== Task statement ==
Format the data between the lines holding "detect every backpack" and "(248, 145), (261, 166)", inclusive, as a two-column CSV with the columns input and output. Put each text and its answer on one row, each in a single quoted field with line breaks replaced by spaces.

----- Data shown -----

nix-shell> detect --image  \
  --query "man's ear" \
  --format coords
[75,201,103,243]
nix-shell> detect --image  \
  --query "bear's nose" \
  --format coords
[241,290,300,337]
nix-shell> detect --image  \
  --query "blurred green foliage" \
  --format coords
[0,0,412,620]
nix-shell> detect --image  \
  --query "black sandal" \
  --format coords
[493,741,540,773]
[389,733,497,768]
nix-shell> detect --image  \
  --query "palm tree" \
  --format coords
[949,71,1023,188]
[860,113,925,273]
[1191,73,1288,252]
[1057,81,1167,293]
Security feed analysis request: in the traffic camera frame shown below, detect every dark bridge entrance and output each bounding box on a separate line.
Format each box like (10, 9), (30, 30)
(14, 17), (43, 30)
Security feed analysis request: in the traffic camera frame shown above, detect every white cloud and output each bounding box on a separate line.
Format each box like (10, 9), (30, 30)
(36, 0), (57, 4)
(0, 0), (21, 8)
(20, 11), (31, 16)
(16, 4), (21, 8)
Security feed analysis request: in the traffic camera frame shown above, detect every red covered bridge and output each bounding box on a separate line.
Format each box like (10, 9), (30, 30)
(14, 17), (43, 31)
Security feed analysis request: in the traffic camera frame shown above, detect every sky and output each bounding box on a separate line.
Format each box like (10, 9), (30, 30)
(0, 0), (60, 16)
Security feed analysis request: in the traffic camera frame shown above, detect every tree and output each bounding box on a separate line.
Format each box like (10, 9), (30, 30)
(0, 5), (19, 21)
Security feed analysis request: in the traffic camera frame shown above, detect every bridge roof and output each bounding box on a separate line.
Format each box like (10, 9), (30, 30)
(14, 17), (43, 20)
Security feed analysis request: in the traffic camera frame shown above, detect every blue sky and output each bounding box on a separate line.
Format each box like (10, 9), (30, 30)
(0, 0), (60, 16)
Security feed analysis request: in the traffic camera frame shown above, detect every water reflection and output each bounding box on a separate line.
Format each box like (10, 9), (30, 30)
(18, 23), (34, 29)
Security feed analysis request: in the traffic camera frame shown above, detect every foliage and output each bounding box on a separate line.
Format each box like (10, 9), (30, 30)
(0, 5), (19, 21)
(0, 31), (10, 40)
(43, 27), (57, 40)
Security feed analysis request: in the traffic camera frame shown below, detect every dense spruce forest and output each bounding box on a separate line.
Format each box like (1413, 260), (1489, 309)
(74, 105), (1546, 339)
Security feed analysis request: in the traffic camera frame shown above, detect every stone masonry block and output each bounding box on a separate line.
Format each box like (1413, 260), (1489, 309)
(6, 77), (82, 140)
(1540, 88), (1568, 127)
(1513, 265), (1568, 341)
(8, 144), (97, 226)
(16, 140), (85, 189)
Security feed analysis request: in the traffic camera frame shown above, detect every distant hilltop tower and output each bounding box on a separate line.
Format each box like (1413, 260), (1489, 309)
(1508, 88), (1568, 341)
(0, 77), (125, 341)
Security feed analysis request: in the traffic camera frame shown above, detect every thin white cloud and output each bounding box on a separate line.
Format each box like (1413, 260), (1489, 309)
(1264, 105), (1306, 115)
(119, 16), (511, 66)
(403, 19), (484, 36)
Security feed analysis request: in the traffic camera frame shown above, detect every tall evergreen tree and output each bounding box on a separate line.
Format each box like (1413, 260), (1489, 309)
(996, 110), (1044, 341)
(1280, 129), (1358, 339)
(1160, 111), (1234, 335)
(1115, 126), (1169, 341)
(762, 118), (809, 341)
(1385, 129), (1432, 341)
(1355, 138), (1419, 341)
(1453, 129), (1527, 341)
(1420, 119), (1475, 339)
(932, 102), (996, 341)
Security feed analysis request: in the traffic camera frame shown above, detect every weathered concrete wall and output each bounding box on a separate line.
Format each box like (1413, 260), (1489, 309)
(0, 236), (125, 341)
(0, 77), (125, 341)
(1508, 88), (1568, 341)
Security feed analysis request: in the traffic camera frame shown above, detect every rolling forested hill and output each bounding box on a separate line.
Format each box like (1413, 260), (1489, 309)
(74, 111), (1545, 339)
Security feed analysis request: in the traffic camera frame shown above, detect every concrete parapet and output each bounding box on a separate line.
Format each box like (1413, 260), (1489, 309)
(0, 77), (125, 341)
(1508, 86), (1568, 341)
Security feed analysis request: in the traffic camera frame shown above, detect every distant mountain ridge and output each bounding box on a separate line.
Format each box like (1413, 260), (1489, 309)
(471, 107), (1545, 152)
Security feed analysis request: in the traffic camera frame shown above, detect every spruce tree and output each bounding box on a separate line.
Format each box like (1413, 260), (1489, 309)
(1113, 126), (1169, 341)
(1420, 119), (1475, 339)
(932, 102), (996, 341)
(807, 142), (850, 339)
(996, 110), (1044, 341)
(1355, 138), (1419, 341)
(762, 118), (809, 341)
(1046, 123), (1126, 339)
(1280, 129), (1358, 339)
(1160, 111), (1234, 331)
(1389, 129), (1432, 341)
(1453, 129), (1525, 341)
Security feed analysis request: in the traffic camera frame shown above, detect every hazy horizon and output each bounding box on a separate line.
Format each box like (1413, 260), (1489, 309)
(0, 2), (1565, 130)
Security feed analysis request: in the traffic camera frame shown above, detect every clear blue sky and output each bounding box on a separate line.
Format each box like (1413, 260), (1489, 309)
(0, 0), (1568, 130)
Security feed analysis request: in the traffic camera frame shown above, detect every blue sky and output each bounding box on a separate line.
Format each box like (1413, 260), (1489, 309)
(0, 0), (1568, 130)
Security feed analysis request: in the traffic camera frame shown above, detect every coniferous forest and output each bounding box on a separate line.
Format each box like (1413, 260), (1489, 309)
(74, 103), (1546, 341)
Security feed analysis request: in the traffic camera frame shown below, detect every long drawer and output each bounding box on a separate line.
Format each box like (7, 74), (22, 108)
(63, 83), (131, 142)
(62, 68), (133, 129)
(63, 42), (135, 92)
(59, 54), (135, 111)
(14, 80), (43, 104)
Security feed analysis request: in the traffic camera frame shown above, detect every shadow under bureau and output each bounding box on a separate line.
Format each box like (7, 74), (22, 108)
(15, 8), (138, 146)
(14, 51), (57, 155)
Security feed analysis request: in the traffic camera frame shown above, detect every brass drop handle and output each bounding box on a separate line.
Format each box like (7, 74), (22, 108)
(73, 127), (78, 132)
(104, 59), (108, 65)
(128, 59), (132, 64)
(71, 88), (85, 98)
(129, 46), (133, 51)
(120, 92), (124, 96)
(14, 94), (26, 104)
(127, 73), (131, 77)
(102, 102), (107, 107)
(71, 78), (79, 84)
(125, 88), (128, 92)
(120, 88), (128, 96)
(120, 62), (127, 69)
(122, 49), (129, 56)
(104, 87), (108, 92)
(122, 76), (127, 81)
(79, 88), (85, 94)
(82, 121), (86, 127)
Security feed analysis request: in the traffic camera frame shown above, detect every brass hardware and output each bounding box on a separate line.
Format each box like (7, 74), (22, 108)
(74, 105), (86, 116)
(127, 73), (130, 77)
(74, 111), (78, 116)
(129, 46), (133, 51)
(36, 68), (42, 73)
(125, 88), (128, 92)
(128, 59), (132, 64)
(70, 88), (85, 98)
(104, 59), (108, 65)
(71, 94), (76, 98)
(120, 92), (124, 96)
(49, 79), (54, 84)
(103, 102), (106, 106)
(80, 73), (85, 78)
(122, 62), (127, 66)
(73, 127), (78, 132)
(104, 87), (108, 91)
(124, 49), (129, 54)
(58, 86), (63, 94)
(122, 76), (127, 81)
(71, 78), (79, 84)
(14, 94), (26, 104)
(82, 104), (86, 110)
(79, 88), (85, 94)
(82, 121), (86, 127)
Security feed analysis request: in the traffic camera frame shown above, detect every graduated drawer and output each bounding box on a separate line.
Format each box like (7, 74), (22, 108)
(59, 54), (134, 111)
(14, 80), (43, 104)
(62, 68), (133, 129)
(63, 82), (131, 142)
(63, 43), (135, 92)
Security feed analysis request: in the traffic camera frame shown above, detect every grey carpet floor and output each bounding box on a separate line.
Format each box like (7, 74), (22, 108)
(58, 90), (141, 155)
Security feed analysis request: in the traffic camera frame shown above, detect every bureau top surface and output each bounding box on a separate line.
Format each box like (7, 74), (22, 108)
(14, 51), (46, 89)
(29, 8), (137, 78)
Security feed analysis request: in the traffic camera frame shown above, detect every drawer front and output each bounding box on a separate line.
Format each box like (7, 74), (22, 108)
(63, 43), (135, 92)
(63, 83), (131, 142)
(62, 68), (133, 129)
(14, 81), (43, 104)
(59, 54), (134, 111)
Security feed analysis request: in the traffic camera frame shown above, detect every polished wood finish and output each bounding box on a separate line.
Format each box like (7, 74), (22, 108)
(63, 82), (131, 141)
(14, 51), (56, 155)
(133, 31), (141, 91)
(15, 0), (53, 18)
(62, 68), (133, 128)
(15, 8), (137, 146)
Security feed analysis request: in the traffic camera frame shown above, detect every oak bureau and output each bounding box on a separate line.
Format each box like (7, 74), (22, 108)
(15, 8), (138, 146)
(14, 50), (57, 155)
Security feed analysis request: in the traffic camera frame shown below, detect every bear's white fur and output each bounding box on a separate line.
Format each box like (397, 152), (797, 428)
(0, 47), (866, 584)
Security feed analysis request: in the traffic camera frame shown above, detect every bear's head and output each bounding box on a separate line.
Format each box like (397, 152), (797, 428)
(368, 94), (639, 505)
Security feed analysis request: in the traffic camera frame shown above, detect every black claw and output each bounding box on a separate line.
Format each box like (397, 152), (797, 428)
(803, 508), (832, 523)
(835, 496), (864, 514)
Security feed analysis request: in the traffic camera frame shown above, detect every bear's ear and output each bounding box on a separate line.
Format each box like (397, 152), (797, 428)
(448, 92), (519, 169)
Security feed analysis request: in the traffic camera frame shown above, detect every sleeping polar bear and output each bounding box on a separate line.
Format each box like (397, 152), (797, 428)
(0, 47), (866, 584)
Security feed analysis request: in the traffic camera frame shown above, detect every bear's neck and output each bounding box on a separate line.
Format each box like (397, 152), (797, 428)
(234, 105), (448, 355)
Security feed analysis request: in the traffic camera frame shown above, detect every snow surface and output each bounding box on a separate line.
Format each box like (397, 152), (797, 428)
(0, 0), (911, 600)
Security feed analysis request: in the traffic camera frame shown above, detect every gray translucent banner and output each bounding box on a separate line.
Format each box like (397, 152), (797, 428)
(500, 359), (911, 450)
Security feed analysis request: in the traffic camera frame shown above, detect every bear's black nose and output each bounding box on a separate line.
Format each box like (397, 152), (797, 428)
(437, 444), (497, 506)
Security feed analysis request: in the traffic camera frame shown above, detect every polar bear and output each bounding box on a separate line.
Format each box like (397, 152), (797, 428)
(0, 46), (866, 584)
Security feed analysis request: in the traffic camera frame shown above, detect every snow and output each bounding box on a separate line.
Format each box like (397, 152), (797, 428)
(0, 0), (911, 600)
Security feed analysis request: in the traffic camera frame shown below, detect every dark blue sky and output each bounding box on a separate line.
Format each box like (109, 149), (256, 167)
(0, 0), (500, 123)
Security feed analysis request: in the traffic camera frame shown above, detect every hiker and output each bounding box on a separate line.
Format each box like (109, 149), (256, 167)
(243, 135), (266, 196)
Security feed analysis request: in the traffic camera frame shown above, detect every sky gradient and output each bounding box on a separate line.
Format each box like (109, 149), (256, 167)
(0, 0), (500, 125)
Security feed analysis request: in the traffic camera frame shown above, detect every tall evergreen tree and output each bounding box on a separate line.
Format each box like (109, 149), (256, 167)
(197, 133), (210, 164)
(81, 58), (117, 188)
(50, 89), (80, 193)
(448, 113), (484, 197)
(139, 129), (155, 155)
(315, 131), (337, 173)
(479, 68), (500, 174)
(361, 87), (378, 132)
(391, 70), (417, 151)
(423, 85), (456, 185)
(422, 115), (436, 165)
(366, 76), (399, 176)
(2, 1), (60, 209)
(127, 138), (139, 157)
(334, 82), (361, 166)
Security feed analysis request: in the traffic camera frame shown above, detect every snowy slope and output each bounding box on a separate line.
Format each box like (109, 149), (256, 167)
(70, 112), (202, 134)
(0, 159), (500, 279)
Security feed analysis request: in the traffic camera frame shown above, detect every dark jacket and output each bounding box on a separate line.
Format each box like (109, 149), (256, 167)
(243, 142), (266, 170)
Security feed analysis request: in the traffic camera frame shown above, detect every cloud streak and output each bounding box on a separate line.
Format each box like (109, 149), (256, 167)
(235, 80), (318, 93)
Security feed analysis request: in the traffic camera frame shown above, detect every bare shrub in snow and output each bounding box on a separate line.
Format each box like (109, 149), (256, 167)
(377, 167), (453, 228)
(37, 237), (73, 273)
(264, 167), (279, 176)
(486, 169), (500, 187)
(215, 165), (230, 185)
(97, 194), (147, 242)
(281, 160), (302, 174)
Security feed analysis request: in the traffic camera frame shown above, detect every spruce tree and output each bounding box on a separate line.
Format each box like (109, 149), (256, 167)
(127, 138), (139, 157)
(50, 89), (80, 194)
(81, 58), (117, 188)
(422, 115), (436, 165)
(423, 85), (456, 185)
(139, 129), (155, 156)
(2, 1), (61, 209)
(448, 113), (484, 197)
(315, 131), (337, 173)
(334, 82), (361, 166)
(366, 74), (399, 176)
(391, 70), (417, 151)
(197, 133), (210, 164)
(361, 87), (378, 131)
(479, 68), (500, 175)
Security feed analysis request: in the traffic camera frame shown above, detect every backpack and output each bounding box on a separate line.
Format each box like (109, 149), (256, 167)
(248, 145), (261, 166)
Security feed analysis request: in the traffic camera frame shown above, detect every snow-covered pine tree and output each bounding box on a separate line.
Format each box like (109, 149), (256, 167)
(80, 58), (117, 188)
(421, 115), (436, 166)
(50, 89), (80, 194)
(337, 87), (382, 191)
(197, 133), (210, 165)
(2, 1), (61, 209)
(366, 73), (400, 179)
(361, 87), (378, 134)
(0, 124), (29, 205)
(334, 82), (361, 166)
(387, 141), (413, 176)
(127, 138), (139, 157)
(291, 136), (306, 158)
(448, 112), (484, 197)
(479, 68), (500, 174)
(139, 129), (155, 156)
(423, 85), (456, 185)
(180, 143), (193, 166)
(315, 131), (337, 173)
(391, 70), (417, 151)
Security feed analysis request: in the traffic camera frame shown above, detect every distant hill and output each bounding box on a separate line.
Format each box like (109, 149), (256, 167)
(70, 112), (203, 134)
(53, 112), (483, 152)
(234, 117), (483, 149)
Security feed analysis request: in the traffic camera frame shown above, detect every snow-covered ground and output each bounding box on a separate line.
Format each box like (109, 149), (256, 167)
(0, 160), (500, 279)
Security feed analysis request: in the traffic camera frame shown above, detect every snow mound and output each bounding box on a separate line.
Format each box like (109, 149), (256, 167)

-----

== Correct result ==
input,output
"Security feed analysis request: in the traffic camera frame shown above, detect every backpack and output each bounding box on a separate line. Format each box like (109, 149), (256, 167)","(248, 145), (261, 166)"